問題 A → 後に示す記録のうち、「Target: white foam」を含む行から始めて記録の最後の行で終わる範囲を、両端の行も含め、空行を除いて番号付きの箇条書きに書き直しなさい。

____ 読解文

説明

スチームアイロン

【課題】スチーム噴射の集中・分散が簡単に切替えられるスチームアイロン
【解決手段】水をスチーム化する気化室5から導出されたスチーム通路に設けられたスチーム噴射口3a,3bを有するアイロンベース2と、アイロンベース2の上方に配置されたタンク内の水を気化室へ供給する操作部を有するアイロン本体と、を備えたスチームアイロンにおいて、スチーム通路は、第1スチーム通路d1、第2スチーム通路d2に分断されて気化室から導出された第3スチーム通路D1に接続され、第1、第2及び第3スチーム通路d1、d2,D1の接続箇所に、第1スチーム通路d1の入口を開放し一方で第2スチーム通路d2の入口を閉塞し、また第1、第2スチーム通路の入口を開放する弁機構9a、9bを設け、弁機構9a、9bは回動可能な操作棒9aを介してアイロン本体上の切替えダイヤルに連結される

【発明の詳細な説明】
【技術分野】
【0001】
本発明は、スチームアイロンに係り、ドライとスチームの切替ボタン及びショットスチームボタンとは別に、スチームが分散噴射又は集中噴射となるようにアイロンのスチーム噴射範囲を切替えることができる独立した機構を設けたスチームアイロンに関するものである。
【背景技術】
【0002】
アイロン掛けする衣類等のしわの程度、或いは衣類等の材質や種類によりスチーム量とスチーム噴出方法を可変できるようにしたスチームアイロンは、知られている。

________

問題 B → スチームアイロンについての読解文を、最後の文の後から書き継ぎなさい。

____ 課題の資料

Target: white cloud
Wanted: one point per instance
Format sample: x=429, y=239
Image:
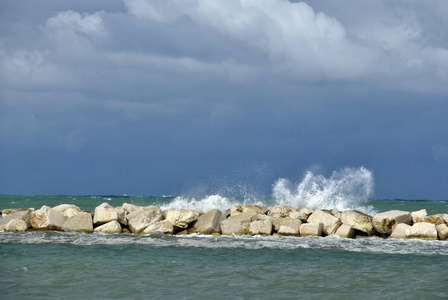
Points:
x=71, y=21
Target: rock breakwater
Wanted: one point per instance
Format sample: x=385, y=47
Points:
x=279, y=220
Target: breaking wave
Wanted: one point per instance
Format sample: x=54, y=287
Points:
x=348, y=188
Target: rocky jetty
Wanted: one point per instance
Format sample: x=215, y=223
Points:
x=280, y=220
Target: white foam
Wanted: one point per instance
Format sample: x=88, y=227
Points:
x=204, y=204
x=349, y=188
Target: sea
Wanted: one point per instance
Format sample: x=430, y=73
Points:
x=59, y=265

________

解答 A →
1. Target: white foam
2. Wanted: one point per instance
3. Format sample: x=88, y=227
4. Points:
5. x=204, y=204
6. x=349, y=188
7. Target: sea
8. Wanted: one point per instance
9. Format sample: x=430, y=73
10. Points:
11. x=59, y=265

解答 B →
【0003】
このようなスチームアイロンのスチーム量とスチーム噴出方法の変更は、スチーム噴射面積を可変する方法、或いはスチーム孔数を選択的に切替えると共に気化室へ供給する水の給水量を変える方法で行われている。
【0004】
このうち、前者のスチーム噴射面積を可変する方法は、例えば下記特許文献1に開示されたスチームアイロンで採用されている。このアイロンは、図8に示すように、操作棒113に水の滴下量の調整機能とベース面から噴射するスチームの調節機能を付加し、ベース側に設けた集中用蒸気噴射口105に通じる第1蒸気室101を常に開口しておき、後側に設けた分散用蒸気噴射口(図示省略)に通じる第2蒸気室102の開口面積を任意に調整できるようにしたものである。なお、タンク109から気化室112に滴下する滴下口111の開閉用操作棒113に回動機能を加えつまみ130又はレバーを回して伝動歯車122を介して回動杆121を回転させるため上下動と回動機能が必要で機構が複雑になる。
【0005】
また、後者の給水量を変更すると共にスチーム孔数を切替える方法は、例えば下記特許文献2に開示されたスチームアイロンで採用されている。このアイロンは、図9に示すように、タンク211からベース201に形成した気化室204への給水量を切替える水量切換え手段236,238と、このベースに形成された多数のスチーム孔232の孔数を切替えるスチーム孔数切換え手段とを備え、スチーム孔数の切換え手段と水量切換え手段とを連動させ、スチーム孔数切換え手段は、水量切換え手段が水量増加側へ切換わると、スチーム孔の孔数が少なくなり、また水量切換え手段にはベースの加熱量を制御する制御手段254を有し、この制御手段254により、水量切換え手段が水量増加側に切換わると、ベース201の加熱量を増加させるものである。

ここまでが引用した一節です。